→ **GIVEN EXERCISE A**: List every line of the records below that contains the string "distant", treating uppercase and lowercase letters as distinct.

→ **TEXT SEGMENT**:

#####

01:14 PM PT, Dec 3 2008

Katy Perry, commuting

The radio station-sponsored music festival is typically a pretty gruesome beast, where joyless artists rip through that season's chart chattel to make nice for a few extra spins, and the teenage fans simply have their drive-time soundtracks played back to them. For better or worse, the giant L.A. radio market allows mass-market stations to land the better part of their play lists at their annual hootenannies every winter.

It looks like I'll be trekking down to Anaheim to review the KIIS 102.7 blowout on Saturday, so for any devoted terrestrial radio fans out there who want to cram a year's worth of concert-going in one swoop, here is your Pop & Hiss field guide to this year's crop of Southern California radio station round-table shows. True to the shows' intended audience, we'll be grading them on the scale of "Is It Worth Missing a Repeat Screening of 'Twilight'? " to give you, the consumer, all the information you need.

KIIS 102.7 Jingle Ball

The Seacrest fiefdom's state of the union address is the big fish in this pond, with enough teen pop boldface names to maybe, for a brief, exhilarating moment, make the kids accidentally spend money on music. Grading on a curve here, I'm most looking forward to Chris Brown, probably the best dancer in pop music today; the steadily-creeping-up-my-year-end-singles-list eclectic newcomer Estelle; and the completely inexplicable presence of David Banner, who once wrote a song about the CIA being a racist front organization. Katy Perry might also sneak in there because "Hot N Cold" is turning out to be a marvelous little emo-disco cheese wedge. I still refuse to believe that Jesse McCartney has ever even seen the inside of a G5, much less owns one, and I've made my opinion on PCD pretty clear before.

Worth Missing "Twilight?": A qualified yes. Never underestimate the kids' adoration of Brown, but there's a lot of dreck to get through before his impeccable orthodontics can dazzle you.

#####

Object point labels
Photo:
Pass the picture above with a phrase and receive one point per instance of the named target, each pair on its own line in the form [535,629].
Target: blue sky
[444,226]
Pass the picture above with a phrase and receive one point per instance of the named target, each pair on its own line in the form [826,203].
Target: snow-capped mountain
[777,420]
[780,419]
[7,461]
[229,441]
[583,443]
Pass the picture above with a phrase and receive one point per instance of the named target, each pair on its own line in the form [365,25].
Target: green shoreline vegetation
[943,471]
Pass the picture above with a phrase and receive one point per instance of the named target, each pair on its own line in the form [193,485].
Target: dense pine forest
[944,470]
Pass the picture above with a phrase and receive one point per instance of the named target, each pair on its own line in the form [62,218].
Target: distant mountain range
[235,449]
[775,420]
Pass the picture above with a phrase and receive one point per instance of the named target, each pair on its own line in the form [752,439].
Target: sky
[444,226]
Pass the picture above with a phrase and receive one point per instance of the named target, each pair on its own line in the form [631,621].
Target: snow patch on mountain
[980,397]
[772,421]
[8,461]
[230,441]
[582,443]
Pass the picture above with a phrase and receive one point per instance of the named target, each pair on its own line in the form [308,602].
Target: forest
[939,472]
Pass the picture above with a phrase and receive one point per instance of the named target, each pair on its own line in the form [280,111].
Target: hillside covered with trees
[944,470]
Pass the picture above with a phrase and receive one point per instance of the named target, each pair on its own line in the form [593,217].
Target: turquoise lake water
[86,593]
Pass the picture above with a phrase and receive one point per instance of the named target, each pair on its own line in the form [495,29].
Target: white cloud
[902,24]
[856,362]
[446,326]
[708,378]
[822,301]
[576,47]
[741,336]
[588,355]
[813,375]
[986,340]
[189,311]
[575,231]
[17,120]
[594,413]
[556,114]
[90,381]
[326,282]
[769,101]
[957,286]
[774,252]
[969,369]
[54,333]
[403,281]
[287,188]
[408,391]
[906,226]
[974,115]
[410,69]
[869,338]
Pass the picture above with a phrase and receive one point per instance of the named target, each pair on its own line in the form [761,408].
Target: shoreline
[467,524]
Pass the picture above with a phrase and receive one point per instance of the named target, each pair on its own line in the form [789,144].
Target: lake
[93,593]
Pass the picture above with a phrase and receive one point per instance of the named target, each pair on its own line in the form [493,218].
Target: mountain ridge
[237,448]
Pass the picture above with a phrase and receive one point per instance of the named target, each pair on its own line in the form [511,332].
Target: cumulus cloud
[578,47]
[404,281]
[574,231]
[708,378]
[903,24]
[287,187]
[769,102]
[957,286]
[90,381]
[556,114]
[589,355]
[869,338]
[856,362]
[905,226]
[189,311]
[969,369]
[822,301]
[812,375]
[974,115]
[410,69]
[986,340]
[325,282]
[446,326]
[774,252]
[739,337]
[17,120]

#####

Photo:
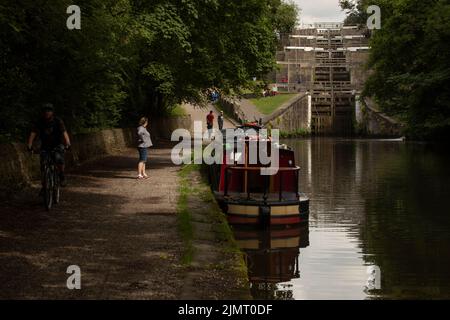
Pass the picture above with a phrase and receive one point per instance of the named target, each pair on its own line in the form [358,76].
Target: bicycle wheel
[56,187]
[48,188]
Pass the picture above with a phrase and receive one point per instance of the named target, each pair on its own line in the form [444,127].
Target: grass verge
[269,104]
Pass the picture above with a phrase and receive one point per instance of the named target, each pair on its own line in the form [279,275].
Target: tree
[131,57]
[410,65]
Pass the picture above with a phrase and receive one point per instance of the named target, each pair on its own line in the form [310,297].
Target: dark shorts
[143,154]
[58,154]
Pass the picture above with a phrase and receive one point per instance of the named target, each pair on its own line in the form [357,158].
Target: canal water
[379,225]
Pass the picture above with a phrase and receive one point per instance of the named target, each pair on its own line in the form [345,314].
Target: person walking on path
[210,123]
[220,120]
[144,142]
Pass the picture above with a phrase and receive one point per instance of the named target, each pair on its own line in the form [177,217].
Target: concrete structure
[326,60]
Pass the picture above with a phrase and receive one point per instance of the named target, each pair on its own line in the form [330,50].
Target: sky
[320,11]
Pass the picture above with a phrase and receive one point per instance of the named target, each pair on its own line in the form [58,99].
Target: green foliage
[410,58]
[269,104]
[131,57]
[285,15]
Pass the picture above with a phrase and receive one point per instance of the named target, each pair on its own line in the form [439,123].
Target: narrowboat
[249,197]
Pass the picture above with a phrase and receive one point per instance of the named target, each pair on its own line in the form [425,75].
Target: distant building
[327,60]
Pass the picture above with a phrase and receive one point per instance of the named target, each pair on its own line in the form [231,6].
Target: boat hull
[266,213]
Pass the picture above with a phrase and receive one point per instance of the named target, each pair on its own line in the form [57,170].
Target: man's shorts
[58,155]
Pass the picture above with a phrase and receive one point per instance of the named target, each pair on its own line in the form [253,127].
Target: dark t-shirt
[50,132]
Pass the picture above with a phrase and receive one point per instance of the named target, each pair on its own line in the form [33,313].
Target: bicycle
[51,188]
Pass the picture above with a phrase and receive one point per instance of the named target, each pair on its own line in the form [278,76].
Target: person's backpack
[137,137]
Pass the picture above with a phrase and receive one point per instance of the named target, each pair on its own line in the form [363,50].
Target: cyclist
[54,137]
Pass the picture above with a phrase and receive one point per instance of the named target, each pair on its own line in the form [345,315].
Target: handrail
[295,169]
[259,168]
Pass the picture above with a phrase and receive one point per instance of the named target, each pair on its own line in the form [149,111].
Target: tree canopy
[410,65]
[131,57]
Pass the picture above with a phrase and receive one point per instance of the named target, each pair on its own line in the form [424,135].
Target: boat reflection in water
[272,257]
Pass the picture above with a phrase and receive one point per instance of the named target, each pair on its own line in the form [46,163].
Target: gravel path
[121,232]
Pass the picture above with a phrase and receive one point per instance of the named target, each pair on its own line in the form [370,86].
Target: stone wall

#####

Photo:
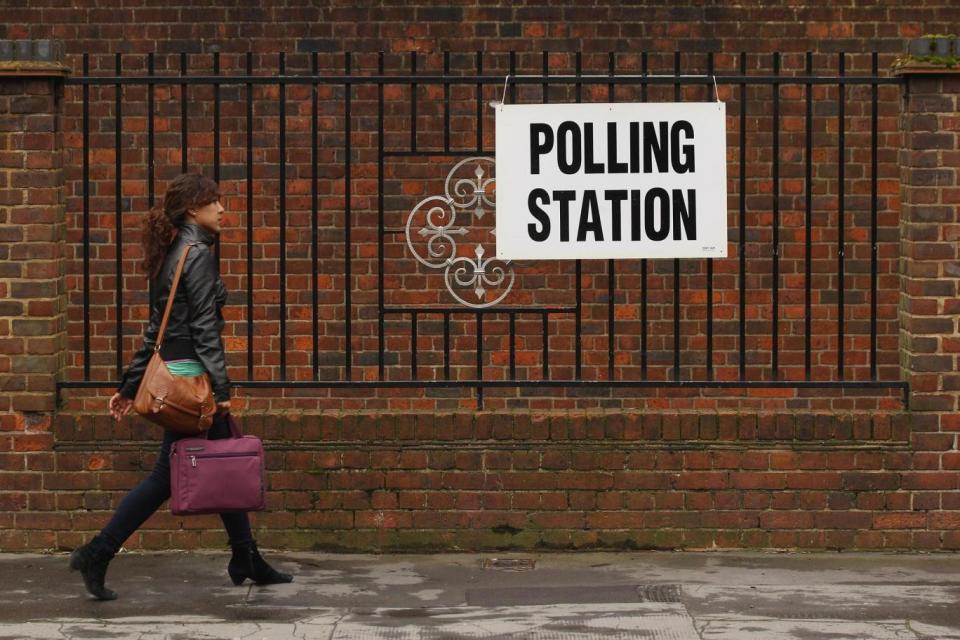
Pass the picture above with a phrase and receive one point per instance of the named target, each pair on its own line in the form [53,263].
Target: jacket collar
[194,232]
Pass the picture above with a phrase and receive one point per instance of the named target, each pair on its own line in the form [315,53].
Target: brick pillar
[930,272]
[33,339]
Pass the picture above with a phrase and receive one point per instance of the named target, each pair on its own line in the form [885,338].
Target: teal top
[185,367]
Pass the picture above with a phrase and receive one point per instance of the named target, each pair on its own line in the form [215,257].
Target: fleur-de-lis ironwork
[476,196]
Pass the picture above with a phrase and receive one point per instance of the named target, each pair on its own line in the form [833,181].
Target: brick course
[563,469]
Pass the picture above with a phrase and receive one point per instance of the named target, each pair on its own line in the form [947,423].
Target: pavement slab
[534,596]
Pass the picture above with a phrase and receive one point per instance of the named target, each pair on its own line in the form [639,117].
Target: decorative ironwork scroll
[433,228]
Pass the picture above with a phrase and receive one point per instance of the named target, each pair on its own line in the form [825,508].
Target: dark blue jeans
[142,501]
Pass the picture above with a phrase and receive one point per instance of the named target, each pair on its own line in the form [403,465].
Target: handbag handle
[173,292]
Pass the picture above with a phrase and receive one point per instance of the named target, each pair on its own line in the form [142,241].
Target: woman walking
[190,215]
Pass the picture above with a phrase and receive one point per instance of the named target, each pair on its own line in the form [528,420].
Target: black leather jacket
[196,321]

#####

→ **GIVEN EXERCISE B**: In the post on radio station music festivals, which station's show will the writer review in Anaheim on Saturday?

→ **FINAL ANSWER A**:
Target: distant mountain range
Target: distant building

→ **FINAL ANSWER B**: KIIS 102.7